**DOCUMENT EXCERPT**
* * *
Foreign Minister Bilawal Bhutto Zardari has slammed former prime minister Imran Khan for adopting the policy of appeasing the Tehreek-e-Taliban Pakistan (TTP) and stressed that the current civil and military leadership of the country will not negotiate with terrorist outfits which do not follow the Pakistani law and the Constitution.
In an interview with the US-based Washington Post newspaper in Davos on the fringes of the World Economic Forum, he said that he believed that if Pakistan and the Afghan government work together, both the countries will be able to maintain regional security.
“The most legitimate and the most viable way for us to address the issue of terrorism will be for the interim government in Afghanistan to take appropriate action against these groups,” Bilawal said, reiterating Islamabad’s demand of the Taliban government in Kabul to weed out terrorist organisations.
The foreign minister offered help in any such efforts. “What we will prefer is for the interim government of Afghanistan to take action against terrorists that may be in their country, and we are ready and willing to help them increase their capacity and ability to deal with that threat,” he said.
He said that the previous Pakistan Tehreek-e-Insaf (PTI) government followed a policy of appeasement towards the TTP. [Former prime minister] Imran Khan not only gave the TTP a place to hide but also released their prisoners, who were in the custody of Pakistan and also interacted with them,” Bilawal said.
He added that Imran had always been ideologically sympathetic to their viewpoint. He repeated that Pakistan hoped the Afghan government would take action against the TTP. “Our hope and indeed their agreement was that their land would not be used for terrorism,” the foreign minister said.
“Both Pakistan and Afghanistan are victims of terrorism and I do not believe that the Afghan government will be successful on its own against terrorism, nor will we succeed against terrorism on our own. We have to work together to fight the scourge of terrorism.”
* * *
**GIVEN TASK**
Using the news report above, please say where Bilawal Bhutto Zardari gave his interview to the Washington Post.

**DATASET EXCERPTS**
* * *
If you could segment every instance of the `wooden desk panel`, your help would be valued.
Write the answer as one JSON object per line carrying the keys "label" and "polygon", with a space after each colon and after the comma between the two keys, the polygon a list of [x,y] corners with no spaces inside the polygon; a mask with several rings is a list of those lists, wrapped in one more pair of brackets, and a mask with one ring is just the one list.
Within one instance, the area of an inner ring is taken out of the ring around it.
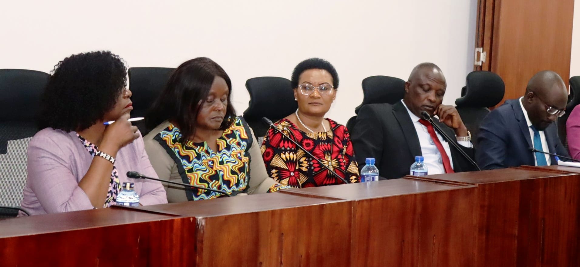
{"label": "wooden desk panel", "polygon": [[281,191],[353,200],[350,266],[466,266],[475,258],[475,186],[394,179]]}
{"label": "wooden desk panel", "polygon": [[349,266],[351,217],[342,202],[202,218],[197,266]]}
{"label": "wooden desk panel", "polygon": [[509,168],[409,178],[477,186],[476,266],[580,266],[580,175]]}
{"label": "wooden desk panel", "polygon": [[351,203],[280,193],[139,207],[197,218],[198,266],[348,266]]}
{"label": "wooden desk panel", "polygon": [[2,220],[0,266],[193,266],[194,226],[116,209]]}

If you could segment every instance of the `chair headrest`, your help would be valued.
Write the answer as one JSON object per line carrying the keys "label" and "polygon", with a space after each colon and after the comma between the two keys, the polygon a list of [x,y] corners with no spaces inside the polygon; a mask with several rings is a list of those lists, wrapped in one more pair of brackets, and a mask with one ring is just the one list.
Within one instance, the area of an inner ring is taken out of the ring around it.
{"label": "chair headrest", "polygon": [[273,122],[295,111],[298,103],[290,80],[281,77],[256,77],[246,81],[250,94],[248,109],[244,112],[246,120],[256,120],[267,117]]}
{"label": "chair headrest", "polygon": [[377,75],[362,80],[362,103],[354,113],[368,104],[395,104],[405,96],[405,81],[395,77]]}
{"label": "chair headrest", "polygon": [[0,122],[35,122],[49,76],[30,70],[0,70]]}
{"label": "chair headrest", "polygon": [[566,105],[566,114],[572,112],[572,109],[580,104],[580,76],[574,76],[570,78],[570,101]]}
{"label": "chair headrest", "polygon": [[503,98],[505,85],[497,74],[484,71],[467,74],[461,97],[455,100],[457,107],[487,108],[497,105]]}
{"label": "chair headrest", "polygon": [[163,90],[175,68],[129,68],[129,86],[133,96],[134,116],[144,116],[153,101]]}

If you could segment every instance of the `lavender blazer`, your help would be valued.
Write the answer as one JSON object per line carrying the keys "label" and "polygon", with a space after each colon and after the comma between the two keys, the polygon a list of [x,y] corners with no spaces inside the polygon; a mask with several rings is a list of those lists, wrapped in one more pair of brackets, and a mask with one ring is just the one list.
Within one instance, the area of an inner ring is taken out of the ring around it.
{"label": "lavender blazer", "polygon": [[[28,177],[21,207],[31,215],[93,209],[78,182],[89,169],[93,156],[74,131],[44,129],[30,140],[28,147]],[[157,181],[128,178],[135,170],[157,177],[145,152],[140,136],[119,150],[115,166],[119,182],[133,182],[139,203],[152,205],[167,203],[163,185]],[[104,198],[106,193],[103,195]],[[97,208],[100,207],[97,207]]]}

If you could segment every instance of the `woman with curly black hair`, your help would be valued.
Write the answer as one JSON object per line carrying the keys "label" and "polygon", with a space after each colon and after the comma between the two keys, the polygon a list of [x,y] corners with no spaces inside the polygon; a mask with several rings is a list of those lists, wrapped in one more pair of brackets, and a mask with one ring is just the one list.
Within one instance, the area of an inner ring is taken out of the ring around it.
{"label": "woman with curly black hair", "polygon": [[167,203],[160,182],[125,175],[157,177],[128,120],[133,107],[126,76],[122,59],[110,52],[73,54],[55,66],[42,101],[44,129],[28,147],[21,206],[30,214],[109,207],[127,181],[135,183],[140,204]]}

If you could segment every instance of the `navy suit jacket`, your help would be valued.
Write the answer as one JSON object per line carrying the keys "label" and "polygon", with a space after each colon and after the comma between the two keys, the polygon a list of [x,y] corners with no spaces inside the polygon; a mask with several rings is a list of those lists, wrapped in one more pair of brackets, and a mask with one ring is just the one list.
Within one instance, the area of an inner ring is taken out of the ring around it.
{"label": "navy suit jacket", "polygon": [[[485,116],[480,128],[476,159],[481,170],[535,165],[534,147],[520,99],[506,100]],[[556,123],[544,130],[550,153],[570,156],[558,137]],[[550,156],[552,164],[557,162]]]}
{"label": "navy suit jacket", "polygon": [[[455,136],[453,129],[438,120],[434,122],[448,136]],[[423,155],[415,126],[401,101],[394,105],[362,106],[357,116],[354,129],[349,131],[358,168],[364,167],[366,158],[374,158],[381,177],[396,179],[408,175],[415,156]],[[461,147],[467,155],[473,157],[473,148]],[[475,170],[455,147],[450,146],[450,149],[455,172]]]}

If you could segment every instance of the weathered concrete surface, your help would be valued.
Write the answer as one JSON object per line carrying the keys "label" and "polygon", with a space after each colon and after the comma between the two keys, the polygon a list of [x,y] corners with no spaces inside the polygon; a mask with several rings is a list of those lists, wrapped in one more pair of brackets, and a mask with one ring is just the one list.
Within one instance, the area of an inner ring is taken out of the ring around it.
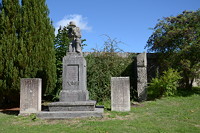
* * *
**RESPONSE TO THIS EXERCISE**
In Davos, on the fringes of the World Economic Forum.